* DATASET ENTRIES:
※

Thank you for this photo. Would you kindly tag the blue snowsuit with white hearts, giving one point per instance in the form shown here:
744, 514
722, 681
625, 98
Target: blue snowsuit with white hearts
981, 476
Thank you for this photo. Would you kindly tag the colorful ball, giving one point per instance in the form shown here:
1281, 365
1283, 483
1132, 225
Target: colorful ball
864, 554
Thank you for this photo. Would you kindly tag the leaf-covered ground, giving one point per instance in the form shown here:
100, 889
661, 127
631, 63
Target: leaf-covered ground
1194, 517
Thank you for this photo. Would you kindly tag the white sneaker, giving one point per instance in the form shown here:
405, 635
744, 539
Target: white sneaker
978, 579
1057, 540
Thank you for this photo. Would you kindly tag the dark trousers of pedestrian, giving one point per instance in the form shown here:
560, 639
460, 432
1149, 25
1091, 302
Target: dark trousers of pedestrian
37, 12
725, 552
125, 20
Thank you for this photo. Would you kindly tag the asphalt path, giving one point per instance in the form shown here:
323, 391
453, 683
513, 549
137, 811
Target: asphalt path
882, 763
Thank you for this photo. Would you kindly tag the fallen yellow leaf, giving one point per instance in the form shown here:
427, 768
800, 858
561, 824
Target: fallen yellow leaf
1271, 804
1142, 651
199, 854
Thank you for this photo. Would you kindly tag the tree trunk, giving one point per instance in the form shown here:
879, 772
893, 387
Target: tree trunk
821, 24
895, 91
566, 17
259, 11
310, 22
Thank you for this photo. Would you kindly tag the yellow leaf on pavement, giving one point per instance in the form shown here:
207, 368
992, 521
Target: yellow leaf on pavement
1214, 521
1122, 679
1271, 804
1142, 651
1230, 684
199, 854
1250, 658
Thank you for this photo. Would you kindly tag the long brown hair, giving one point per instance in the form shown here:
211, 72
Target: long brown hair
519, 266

※

* TASK DIRECTIONS:
Starting with the line that contains "Thank you for this photo. Would you kindly tag the colorful" and going on through the end of the records, write those lines out again, switching "yellow leaf" to "golden leaf" and leaving everything else as it is.

* RESULT OF THIS EXERCISE:
Thank you for this photo. Would you kindly tag the colorful ball, giving one point per instance in the form shown here:
1281, 365
1283, 483
1132, 225
Target: colorful ball
864, 554
Thank you for this photo. Would you kindly tag the leaf-covered ground, giving one point per instance in the form shown here:
100, 889
661, 127
631, 63
Target: leaf-covered ground
1194, 517
Thank you for this photo. Would you kindly tag the white sneaker, giving one point per instance in the form shown here:
405, 635
744, 539
Target: white sneaker
978, 579
1057, 540
Thank you for this photo. Would you kindly tag the dark trousers of pedestrian, giving one point per instance in the form shown here:
560, 639
460, 432
1149, 25
1091, 302
Target: dark trousers of pedestrian
37, 12
725, 552
125, 20
Thank you for this photo. Would you kindly tag the asphalt path, giving one point per instance in the form shown here:
323, 391
453, 683
513, 549
137, 811
Target: asphalt path
882, 763
Thank you for this photo. Would you kindly tag the fallen golden leaf, giving one point per instance in the form shown here:
427, 768
800, 858
561, 824
Target: fallen golden leaf
1271, 804
1142, 651
199, 854
Thank you for this photo. Would you kindly tag the tree trunk, giving one point per instance in the form shown here:
879, 772
893, 387
Target: tree trunk
821, 24
895, 91
566, 17
259, 11
310, 22
Thank you for this photo. Would you kindly tag the golden leaf on pavement, giving one point per instance in the form shown here:
207, 368
992, 521
Target: golden leaf on pavement
1214, 521
1122, 679
1271, 804
1142, 651
1230, 684
199, 854
1250, 658
Thank you for this photo. Would you kindly tag the long brown hair, giving one point per instance in the form shown here:
211, 72
Target: long brown hair
519, 266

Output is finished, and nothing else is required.